ПОСТАВЛЕННАЯ ЗАДАЧА 1 → Верните без изменений часть отрывка о поисках Бога, которая начинается словами, содержащими «Возможно, их немало», и заканчивается словами «другом сплошь виновны.».

ОТРЫВОК ДЛЯ ЧТЕНИЯ →
——
Слишком долго мы искали Бога – а заодно и Откровение, и Библию, и заповеди, и таинства, и чины – среди объектов. Мы описывали Божье величие в терминах механической логики, сравнивая Бога с перводвигателем, последней целью, совершенным бытием, величайшей мощью, абсолютным духом и, тем самым, делая Бога единой и всеобъемлющей движущей силой природы и истории. Религиозной критики Нового Времени не пережили ни Бог как первопричина, ни Бог как цель и горизонт нашего существования (Dasein). Затем мы искали Бога как Субъекта субъектов: законодателя нашей свободы и нашего саморазвертывания, движущую силу автономных людей, Бога, живущего в сокровенных глубинах моего мышления. «Я»-культура и «комплекс Бога», из нее развившийся, надолго эмансипировали себя от представлений о Боге: психотерапия разоблачила религиозные мифы как подавление и судороги здоровой самости. Остались еще какие-либо просветы божественного, «окна» к Богу?
Возможно, их немало там, где мы, люди, тянемся к чему-то, что движет нами, вопрошаем о чем-то, что зовет нас, полагаемся на что-то, что должно быть даровано нам, противопоставляем себя тому, что противопоставляет себя Благу, прощаем друг друга там, где друг перед другом сплошь виновны.
Они есть во всех религиях и мировоззрениях, там, где мы можем лишь благоговейно приближаться к неосязаемому и непостижимому Священному, как при начале и конце жизни, как при суверенном взывании жертвы о помощи и справедливости, как при зове к добру и истине, перед которым не могут устоять вина и ложь, при вступлении в Безмолвное, не участвующее в нашем выстраиваемом из аргументов общении и в наших рациональнах процедурах, при уважении цельности личности и при отказе от насилия, при игре любовного желания, которая даруется нам, а не создается присутствием партнера или партнерши, короче: при размышлении о завете Божьем в совместном диалоге.
Эти окна к Богу есть и там, где мы способны использовать детерминизмы природы и истории как открытые шансы, как даруемые кайрос* техники и человеческую харизму**, в которых происходит избавление от диктатуры и гнета, переговоры предпочитаются насилию, а мы, люди, разумно и бережно относимся к окружающей нас среде, а не розоряем ее своей жаждой обладания.
——
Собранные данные
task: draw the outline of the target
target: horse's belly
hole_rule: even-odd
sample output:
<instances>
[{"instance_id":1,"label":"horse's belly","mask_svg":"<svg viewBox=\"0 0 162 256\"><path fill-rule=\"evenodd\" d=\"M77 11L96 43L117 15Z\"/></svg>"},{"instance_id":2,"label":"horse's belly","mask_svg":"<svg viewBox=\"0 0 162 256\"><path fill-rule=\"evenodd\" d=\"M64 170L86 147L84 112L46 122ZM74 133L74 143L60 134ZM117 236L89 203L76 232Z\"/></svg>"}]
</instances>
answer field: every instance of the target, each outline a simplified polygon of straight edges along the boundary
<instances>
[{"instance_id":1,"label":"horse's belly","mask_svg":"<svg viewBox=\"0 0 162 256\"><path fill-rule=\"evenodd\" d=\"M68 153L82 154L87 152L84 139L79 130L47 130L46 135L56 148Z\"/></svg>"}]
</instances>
——
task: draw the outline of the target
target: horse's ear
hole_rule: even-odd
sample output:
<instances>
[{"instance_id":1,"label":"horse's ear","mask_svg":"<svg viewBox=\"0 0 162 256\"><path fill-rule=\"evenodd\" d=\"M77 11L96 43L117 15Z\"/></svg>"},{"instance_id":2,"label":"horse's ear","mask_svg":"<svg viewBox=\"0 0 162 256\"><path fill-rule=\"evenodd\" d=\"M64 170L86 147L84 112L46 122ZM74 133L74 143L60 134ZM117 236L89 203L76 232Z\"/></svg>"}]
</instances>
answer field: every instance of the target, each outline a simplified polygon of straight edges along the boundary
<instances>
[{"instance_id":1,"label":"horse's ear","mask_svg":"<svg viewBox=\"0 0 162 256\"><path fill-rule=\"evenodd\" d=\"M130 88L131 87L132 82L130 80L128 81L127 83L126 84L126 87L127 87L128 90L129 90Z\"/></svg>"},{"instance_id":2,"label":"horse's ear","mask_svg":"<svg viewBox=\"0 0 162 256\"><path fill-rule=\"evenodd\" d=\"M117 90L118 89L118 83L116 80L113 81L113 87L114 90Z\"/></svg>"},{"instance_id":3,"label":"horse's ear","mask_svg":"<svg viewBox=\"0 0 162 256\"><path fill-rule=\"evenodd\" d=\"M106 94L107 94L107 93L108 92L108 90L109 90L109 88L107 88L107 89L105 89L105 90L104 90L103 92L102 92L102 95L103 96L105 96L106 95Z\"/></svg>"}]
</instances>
——
ПОСТАВЛЕННАЯ ЗАДАЧА 2 → Укажите, сколько строк в записях выше содержат слово «horse». Ответ должен состоять только из числа.

ПИСЬМЕННЫЙ ОТВЕТ 1 →
Возможно, их немало там, где мы, люди, тянемся к чему-то, что движет нами, вопрошаем о чем-то, что зовет нас, полагаемся на что-то, что должно быть даровано нам, противопоставляем себя тому, что противопоставляет себя Благу, прощаем друг друга там, где друг перед другом сплошь виновны.

ПИСЬМЕННЫЙ ОТВЕТ 2 → 6